▶ Aim of the exercise: Lay out every line of the records below as a numbered list. Skip any blank lines and leave out the pictures.
+++ Records provided +++
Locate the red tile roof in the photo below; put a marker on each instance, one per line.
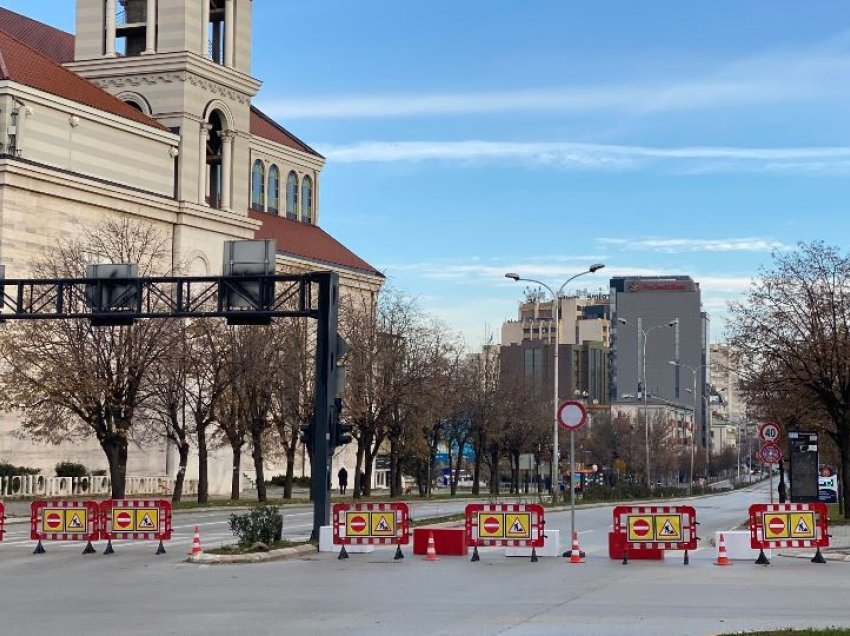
(309, 242)
(50, 42)
(25, 65)
(264, 126)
+++
▶ The output:
1. Locate the red tile roof in the photo below; put a marker on each instance, one per line.
2. (309, 242)
3. (50, 42)
4. (25, 65)
5. (264, 126)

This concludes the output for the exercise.